◆ PROBLEM REQUIREMENTS ◆
Exact copies of all entries are expected.

◆ PROVIDED ENTRIES ◆
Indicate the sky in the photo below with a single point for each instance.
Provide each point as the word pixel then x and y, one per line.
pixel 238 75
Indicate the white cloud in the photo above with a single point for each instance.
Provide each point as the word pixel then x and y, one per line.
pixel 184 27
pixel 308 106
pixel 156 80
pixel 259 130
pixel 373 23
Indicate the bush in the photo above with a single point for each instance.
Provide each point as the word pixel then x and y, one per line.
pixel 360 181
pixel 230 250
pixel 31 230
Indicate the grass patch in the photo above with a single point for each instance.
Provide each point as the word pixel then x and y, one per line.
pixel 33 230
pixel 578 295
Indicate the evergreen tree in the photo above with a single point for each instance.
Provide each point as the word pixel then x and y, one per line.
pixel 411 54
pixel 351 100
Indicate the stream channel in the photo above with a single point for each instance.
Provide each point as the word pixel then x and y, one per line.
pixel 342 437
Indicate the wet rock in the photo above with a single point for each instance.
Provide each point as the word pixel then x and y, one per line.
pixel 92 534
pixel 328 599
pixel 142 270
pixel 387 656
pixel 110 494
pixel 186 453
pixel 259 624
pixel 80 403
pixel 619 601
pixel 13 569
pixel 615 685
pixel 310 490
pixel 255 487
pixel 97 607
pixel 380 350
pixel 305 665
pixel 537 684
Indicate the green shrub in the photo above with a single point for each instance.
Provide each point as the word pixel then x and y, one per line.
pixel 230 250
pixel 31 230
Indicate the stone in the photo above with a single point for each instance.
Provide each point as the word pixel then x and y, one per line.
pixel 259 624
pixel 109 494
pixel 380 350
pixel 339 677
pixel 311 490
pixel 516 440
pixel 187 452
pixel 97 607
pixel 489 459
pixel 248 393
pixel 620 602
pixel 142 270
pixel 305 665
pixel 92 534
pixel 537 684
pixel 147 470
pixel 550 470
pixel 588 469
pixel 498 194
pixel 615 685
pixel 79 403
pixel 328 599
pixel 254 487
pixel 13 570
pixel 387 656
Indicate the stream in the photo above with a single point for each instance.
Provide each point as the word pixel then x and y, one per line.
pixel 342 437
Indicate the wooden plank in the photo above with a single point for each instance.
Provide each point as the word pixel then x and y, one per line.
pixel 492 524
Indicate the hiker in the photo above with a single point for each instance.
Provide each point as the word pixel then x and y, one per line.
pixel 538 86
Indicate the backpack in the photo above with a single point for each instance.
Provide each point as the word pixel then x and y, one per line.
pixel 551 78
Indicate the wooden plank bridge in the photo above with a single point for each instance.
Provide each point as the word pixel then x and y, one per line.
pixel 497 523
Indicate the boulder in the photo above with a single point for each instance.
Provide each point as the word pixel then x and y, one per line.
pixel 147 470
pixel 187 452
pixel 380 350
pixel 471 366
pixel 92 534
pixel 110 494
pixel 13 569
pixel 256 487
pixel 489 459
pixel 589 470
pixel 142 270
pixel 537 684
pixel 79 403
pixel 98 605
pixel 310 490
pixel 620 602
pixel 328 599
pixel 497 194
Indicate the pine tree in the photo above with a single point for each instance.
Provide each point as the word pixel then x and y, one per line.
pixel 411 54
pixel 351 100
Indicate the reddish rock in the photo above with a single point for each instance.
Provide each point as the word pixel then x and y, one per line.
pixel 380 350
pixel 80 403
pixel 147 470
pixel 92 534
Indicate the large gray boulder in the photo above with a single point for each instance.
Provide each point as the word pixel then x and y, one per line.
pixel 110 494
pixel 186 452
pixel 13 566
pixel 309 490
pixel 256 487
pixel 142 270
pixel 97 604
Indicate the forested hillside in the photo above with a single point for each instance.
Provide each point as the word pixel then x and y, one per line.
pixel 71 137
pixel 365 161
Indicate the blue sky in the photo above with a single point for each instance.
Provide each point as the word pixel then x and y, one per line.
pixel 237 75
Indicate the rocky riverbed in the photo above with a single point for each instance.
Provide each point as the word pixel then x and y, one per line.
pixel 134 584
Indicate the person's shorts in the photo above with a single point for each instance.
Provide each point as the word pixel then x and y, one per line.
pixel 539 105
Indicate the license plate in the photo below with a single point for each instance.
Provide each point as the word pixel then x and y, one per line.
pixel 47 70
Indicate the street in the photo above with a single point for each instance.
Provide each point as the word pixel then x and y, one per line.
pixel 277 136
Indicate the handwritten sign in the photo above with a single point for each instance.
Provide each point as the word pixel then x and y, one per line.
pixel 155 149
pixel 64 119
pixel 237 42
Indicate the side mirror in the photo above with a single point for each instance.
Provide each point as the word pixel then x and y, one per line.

◆ TASK OUTPUT ◆
Indicate the sky in the photo below with a single point for each instance.
Provide each point as the word pixel then x and y, one per line.
pixel 238 75
Indicate the white cloud in the photo above with a single point for each instance.
Provide each point as the word pixel then x and y, one per line.
pixel 184 27
pixel 308 106
pixel 156 80
pixel 259 130
pixel 373 23
Indicate the bush in the photo above with a single point for each instance.
Provide each point as the word pixel then x and y, one per line.
pixel 360 181
pixel 230 250
pixel 31 230
Indicate the grass patch in the photo above with a single point for each instance.
Provide each point as the word pixel then x and y, one per line.
pixel 33 230
pixel 578 295
Indicate the evergreen tree in the photo above with a single point for each instance.
Provide each point as the word pixel then x and y, one per line.
pixel 411 54
pixel 351 100
Indicate the stream channel in the photo above with a single point for each instance.
Provide each point as the word pixel then x and y, one per line.
pixel 342 437
Indicate the wet rock in the photo above with a single point for each instance.
Provide each point as the word pixel then x and y, one per line.
pixel 92 534
pixel 328 599
pixel 142 270
pixel 387 656
pixel 110 494
pixel 186 453
pixel 259 624
pixel 80 403
pixel 619 601
pixel 13 569
pixel 615 685
pixel 310 490
pixel 255 487
pixel 97 607
pixel 380 350
pixel 305 665
pixel 537 684
Indicate the green shrub in the photo above with a single point for each instance.
Provide each point as the word pixel then x and y, one per line.
pixel 230 250
pixel 31 230
Indicate the stone in the photo above with a single point for each instance.
Provide each point as the word pixel then x and y, one per line.
pixel 259 624
pixel 109 494
pixel 380 350
pixel 339 677
pixel 311 490
pixel 516 440
pixel 187 452
pixel 97 607
pixel 489 459
pixel 248 393
pixel 620 602
pixel 142 270
pixel 305 665
pixel 92 534
pixel 537 684
pixel 147 470
pixel 550 470
pixel 588 469
pixel 498 194
pixel 615 685
pixel 79 403
pixel 328 599
pixel 254 487
pixel 13 570
pixel 387 656
Indicate the stream in the photo above with a single point for each instance.
Provide each point as the word pixel then x and y, one per line.
pixel 342 437
Indicate the wooden plank in the photo above with a single point for each instance.
Provide each point as the word pixel then x and y, one per line.
pixel 492 524
Indicate the hiker in the photo above with a single point for each instance.
Provide each point as the word pixel then x and y, one per line.
pixel 538 86
Indicate the backpack in the photo above with a single point for each instance.
Provide each point as the word pixel then x and y, one per line.
pixel 551 78
Indicate the wooden plank bridge in the photo above with a single point for each instance.
Provide each point as the word pixel then x and y, one per line.
pixel 497 523
Indicate the boulder in the photo above with a single point for each instance.
Provide each point as the word pixel then x and y, one per line.
pixel 147 470
pixel 187 452
pixel 380 350
pixel 471 366
pixel 92 534
pixel 110 494
pixel 13 569
pixel 256 487
pixel 489 459
pixel 589 470
pixel 142 270
pixel 537 684
pixel 79 403
pixel 98 605
pixel 310 490
pixel 620 602
pixel 328 599
pixel 497 194
Indicate the pine tree in the photo above with a single point for each instance.
Provide each point as the word pixel then x and y, one per line.
pixel 411 54
pixel 351 100
Indicate the reddish rock in the photo above with a single point for each instance.
Provide each point as the word pixel then x and y, one per line.
pixel 380 350
pixel 80 403
pixel 147 470
pixel 92 534
Indicate the large gray boulder in the photo above with a single point for each instance.
Provide each point as the word pixel then x and y, one per line.
pixel 110 494
pixel 186 452
pixel 13 566
pixel 309 490
pixel 256 487
pixel 142 270
pixel 97 604
Indicate the forested hillside in the photo above with a single point for each instance.
Provide each point as the word pixel then x and y, one per line.
pixel 71 137
pixel 365 161
Indicate the blue sky in the photo above with a single point for each instance.
Provide each point as the word pixel then x and y, one per line.
pixel 237 75
Indicate the rocky riverbed in the photo above with a single point for each instance.
Provide each point as the word pixel then x and y, one per line.
pixel 134 584
Indicate the person's shorts in the photo above with a single point for each instance.
Provide each point as the word pixel then x and y, one per line.
pixel 539 105
Indicate the license plate in the photo below with a single point for each instance.
Provide each point as the word pixel then x and y, one per line.
pixel 47 70
Indicate the street in the photo above with a single point for each instance.
Provide each point as the word pixel then x and y, one per line.
pixel 277 136
Indicate the handwritten sign in the photo above with a single point for each instance.
Provide each point as the word pixel then x and y, one per line.
pixel 155 149
pixel 64 119
pixel 237 42
Indicate the side mirror in the photo above with a single point for each instance.
Provide each point as the word pixel then x and y, one per line.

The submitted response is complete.